Tirée du Mercure de juin 1751, second volume.



Je dois, monsieur, des remerciements à ceux qui vous ont fait passer les observations que vous avez la bonté de me communiquer, et je tacherai d’en faire mon profit : je vous avouerai pourtant que je trouve mes censeurs un peu sévères sur ma logique ; et je soupçonne qu’ils se seraient montrés moins scrupuleux, si j’avais été de leur avis. Il me semble au moins que s’ils avaient eux-mêmes un peu de cette exactitude rigoureuse qu’ils exigent de moi, je n’aurais aucun besoin des éclaircissements que je leur vais demander.

« L’auteur semble, disent-ils, préférer la situation où était l’Europe avant le renouvellement des sciences ; état pire que l’ignorance, par le faux savoir ou le jargon qui était en règne. »

L’auteur de cette observation semble me faire dire que le faux savoir, ou le jargon scolastique, soit préférable à la science ; et c’est moi-même qui ai dit qu’il était pire que l’ignorance. Mais qu’entend-il par ce mot de situation ? l’applique-t-il aux lumières ou aux mœurs, ou s’il confond ces choses que j’ai tant pris de peine à distinguer ? Au reste, comme c’est ici le fond de la question, j’avoue qu’il est très-maladroit à moi de n’avoir fait que sembler prendre parti là-dessus.

Ils ajoutent que « l’auteur préfère la rusticité à la politesse. »

Il est vrai que l’auteur préfère la rusticité à l’orgueilleuse et fausse politesse de notre siècle, et il en a dit la raison. « Et qu’il fait main basse sur tous les savants et les artistes. » Soit, puisqu’on le veut ainsi, je consens de supprimer toutes les distinctions que j’y avais mises.

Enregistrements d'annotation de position
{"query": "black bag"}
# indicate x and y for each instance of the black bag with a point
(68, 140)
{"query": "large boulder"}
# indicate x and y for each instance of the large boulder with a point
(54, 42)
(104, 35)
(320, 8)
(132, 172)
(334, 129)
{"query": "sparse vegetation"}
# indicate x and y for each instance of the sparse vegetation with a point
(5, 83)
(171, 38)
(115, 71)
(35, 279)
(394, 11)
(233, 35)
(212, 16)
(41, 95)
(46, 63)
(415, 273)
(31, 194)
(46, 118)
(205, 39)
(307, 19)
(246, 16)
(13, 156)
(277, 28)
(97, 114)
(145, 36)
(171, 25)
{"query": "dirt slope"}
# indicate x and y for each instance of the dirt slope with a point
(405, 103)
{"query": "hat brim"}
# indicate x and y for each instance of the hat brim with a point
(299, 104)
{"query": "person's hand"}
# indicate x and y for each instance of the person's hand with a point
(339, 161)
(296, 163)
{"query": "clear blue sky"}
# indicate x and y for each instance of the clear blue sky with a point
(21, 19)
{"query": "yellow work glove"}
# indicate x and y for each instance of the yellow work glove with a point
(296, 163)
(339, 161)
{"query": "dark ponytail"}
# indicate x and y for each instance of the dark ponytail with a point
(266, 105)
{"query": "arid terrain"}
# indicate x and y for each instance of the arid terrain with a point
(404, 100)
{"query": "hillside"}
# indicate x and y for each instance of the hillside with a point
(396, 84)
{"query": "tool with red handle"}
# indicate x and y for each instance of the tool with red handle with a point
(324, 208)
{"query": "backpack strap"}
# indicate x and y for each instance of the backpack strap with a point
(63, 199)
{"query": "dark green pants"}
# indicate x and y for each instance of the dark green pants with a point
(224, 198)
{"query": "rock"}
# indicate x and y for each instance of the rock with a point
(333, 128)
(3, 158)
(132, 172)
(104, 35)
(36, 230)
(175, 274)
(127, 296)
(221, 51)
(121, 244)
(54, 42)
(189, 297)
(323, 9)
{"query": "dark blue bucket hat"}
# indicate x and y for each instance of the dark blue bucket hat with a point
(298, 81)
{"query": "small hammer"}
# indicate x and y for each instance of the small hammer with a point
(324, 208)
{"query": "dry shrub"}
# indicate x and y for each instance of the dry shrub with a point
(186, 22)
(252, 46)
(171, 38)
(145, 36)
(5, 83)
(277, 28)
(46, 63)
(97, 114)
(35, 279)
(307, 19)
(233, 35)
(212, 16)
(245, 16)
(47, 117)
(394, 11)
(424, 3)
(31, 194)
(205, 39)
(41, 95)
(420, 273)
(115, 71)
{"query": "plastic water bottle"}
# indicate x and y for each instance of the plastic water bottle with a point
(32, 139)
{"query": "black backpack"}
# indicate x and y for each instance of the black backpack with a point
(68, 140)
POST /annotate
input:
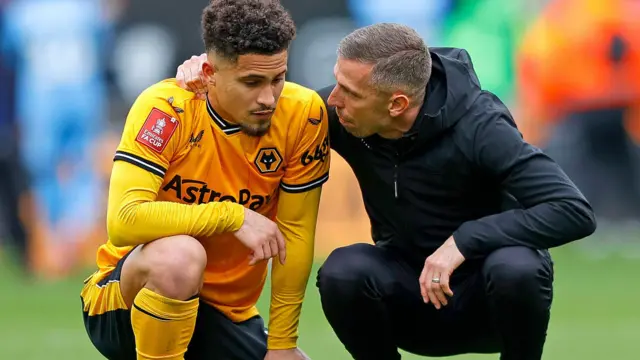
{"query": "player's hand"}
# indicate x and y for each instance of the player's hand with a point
(189, 75)
(262, 236)
(289, 354)
(439, 266)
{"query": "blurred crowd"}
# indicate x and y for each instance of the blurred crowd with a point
(70, 69)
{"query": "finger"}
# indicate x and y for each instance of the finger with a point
(258, 255)
(282, 246)
(180, 75)
(437, 290)
(424, 284)
(433, 298)
(185, 79)
(200, 80)
(444, 284)
(273, 245)
(267, 251)
(431, 290)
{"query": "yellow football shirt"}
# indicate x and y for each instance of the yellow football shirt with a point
(177, 157)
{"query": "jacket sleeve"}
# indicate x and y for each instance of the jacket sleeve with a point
(553, 212)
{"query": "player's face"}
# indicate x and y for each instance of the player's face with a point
(246, 92)
(362, 112)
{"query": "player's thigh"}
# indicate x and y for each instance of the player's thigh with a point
(163, 264)
(107, 318)
(217, 337)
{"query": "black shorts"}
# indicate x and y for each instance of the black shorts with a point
(215, 336)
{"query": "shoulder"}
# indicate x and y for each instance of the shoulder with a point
(169, 91)
(488, 123)
(297, 97)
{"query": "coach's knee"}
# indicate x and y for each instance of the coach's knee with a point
(175, 266)
(518, 275)
(346, 269)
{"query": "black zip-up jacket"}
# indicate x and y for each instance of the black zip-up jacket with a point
(455, 172)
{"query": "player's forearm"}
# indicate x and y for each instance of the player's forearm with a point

**Liste des tâches**
**a)** D'après le texte extrait, de quelle livraison du Mercure ce passage est-il tiré ?
**b)** Citez le texte extrait à l'identique, depuis « L’auteur de cette » jusqu'à « prendre parti là-dessus. ».
**c)** Indiquez si chacune des affirmations suivantes est conforme au texte extrait, par oui ou non, en citant à l'identique les mots qui tranchent. (i) L'auteur affirme avoir lui-même dit que le faux savoir était pire que l'ignorance. (ii) L'auteur refuse de supprimer les distinctions qu'il avait mises. (iii) L'auteur préfère la rusticité à la fausse politesse de son siècle.

**Réponses par tâche**
**a)** Du Mercure de juin 1751, second volume.

**b)**
L’auteur de cette observation semble me faire dire que le faux savoir, ou le jargon scolastique, soit préférable à la science ; et c’est moi-même qui ai dit qu’il était pire que l’ignorance. Mais qu’entend-il par ce mot de situation ? l’applique-t-il aux lumières ou aux mœurs, ou s’il confond ces choses que j’ai tant pris de peine à distinguer ? Au reste, comme c’est ici le fond de la question, j’avoue qu’il est très-maladroit à moi de n’avoir fait que sembler prendre parti là-dessus.

**c)**
(i) Oui : « c’est moi-même qui ai dit qu’il était pire que l’ignorance ».
(ii) Non : « je consens de supprimer toutes les distinctions que j’y avais mises ».
(iii) Oui : « l’auteur préfère la rusticité à l’orgueilleuse et fausse politesse de notre siècle ».